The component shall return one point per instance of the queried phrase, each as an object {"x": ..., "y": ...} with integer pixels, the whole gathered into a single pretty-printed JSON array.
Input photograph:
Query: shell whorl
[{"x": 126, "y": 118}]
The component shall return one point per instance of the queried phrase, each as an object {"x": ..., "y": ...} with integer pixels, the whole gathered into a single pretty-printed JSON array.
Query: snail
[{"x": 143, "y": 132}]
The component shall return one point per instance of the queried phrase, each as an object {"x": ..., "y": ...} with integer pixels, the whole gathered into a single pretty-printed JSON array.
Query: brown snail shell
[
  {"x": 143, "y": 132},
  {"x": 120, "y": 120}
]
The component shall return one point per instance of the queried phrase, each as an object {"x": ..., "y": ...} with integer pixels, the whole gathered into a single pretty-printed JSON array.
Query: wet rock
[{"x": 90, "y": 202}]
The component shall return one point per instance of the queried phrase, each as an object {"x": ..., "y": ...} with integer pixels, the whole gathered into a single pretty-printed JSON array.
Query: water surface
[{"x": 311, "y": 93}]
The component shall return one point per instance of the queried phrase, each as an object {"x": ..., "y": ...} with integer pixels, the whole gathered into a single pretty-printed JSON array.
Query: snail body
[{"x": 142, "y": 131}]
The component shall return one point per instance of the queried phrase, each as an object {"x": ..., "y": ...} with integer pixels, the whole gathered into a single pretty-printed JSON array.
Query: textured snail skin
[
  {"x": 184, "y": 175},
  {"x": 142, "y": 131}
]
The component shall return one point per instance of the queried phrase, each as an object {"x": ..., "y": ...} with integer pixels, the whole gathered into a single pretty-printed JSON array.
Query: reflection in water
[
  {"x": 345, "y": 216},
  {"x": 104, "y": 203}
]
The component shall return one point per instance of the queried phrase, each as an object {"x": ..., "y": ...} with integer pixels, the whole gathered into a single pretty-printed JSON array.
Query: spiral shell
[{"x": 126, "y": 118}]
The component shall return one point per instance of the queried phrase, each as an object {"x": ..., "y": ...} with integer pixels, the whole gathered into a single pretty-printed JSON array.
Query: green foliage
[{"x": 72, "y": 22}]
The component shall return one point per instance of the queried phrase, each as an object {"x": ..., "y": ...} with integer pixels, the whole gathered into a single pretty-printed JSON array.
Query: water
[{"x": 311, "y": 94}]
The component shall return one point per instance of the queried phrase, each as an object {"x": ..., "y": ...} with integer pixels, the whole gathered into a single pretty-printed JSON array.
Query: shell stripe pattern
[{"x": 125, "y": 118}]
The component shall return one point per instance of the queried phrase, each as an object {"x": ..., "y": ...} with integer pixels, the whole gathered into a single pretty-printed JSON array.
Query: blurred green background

○ ○ ○ ○ ○ ○ ○

# Task to complete
Above are some records; repeat all of them exactly.

# Expected answer
The component shall return one point per instance of the queried phrase, each as an object {"x": ..., "y": ...} with integer pixels, the whole gathered into a single pretty-printed JSON array.
Input photograph:
Query: shell whorl
[{"x": 126, "y": 118}]
The component shall return one point per instance of the queried phrase, each as an object {"x": ..., "y": ...} with integer pixels, the whole gathered into a single pretty-printed JSON array.
Query: snail
[{"x": 143, "y": 132}]
The component shall return one point per instance of the queried phrase, each as an object {"x": ..., "y": ...} with integer pixels, the whole gathered into a single pretty-printed JSON array.
Query: brown snail shell
[
  {"x": 143, "y": 132},
  {"x": 120, "y": 120}
]
The component shall return one point per instance of the queried phrase, each as an object {"x": ..., "y": ...} with integer pixels, the whole gathered into a single pretty-printed JSON array.
Query: wet rock
[{"x": 90, "y": 202}]
The component shall return one point per instance of the queried phrase, each as an object {"x": ..., "y": ...} with integer pixels, the whole gathered into a single pretty-printed JSON array.
Query: water surface
[{"x": 311, "y": 93}]
The component shall return one point per instance of the queried phrase, each as an object {"x": ..., "y": ...} with integer pixels, the whole gathered into a single pretty-printed JSON array.
Query: snail body
[{"x": 142, "y": 131}]
The component shall return one point per instance of the queried phrase, each as an object {"x": ..., "y": ...} with integer pixels, the whole gathered into a single pretty-printed JSON array.
Query: textured snail skin
[
  {"x": 184, "y": 175},
  {"x": 142, "y": 131}
]
The component shall return one point per instance of the queried phrase, each as an object {"x": ..., "y": ...} with integer pixels, the whole gathered into a single pretty-printed JSON array.
Query: reflection in water
[
  {"x": 345, "y": 216},
  {"x": 104, "y": 203}
]
The component shall return one point per instance of the queried phrase, each as an object {"x": ..., "y": ...} with integer pixels, the whole gathered into a single pretty-printed JSON array.
Query: spiral shell
[{"x": 126, "y": 118}]
The component shall return one point per instance of the queried phrase, each as an object {"x": ..., "y": ...} with integer pixels, the whole gathered into a single pretty-printed JSON array.
Query: green foliage
[{"x": 72, "y": 22}]
The component shall return one point per instance of the queried phrase, each as an object {"x": ..., "y": ...} with integer pixels, the whole gathered into a single pretty-printed JSON array.
Query: water
[{"x": 311, "y": 94}]
The component shall return one point per instance of the queried phrase, each as an object {"x": ..., "y": ...} with integer pixels, the whole gathered into a single pretty-printed JSON array.
Query: shell stripe pattern
[{"x": 125, "y": 118}]
The component shall return one point per instance of the queried phrase, each as an object {"x": ..., "y": ...} with integer pixels, the whole gathered into a single pretty-printed JSON array.
Query: blurred green background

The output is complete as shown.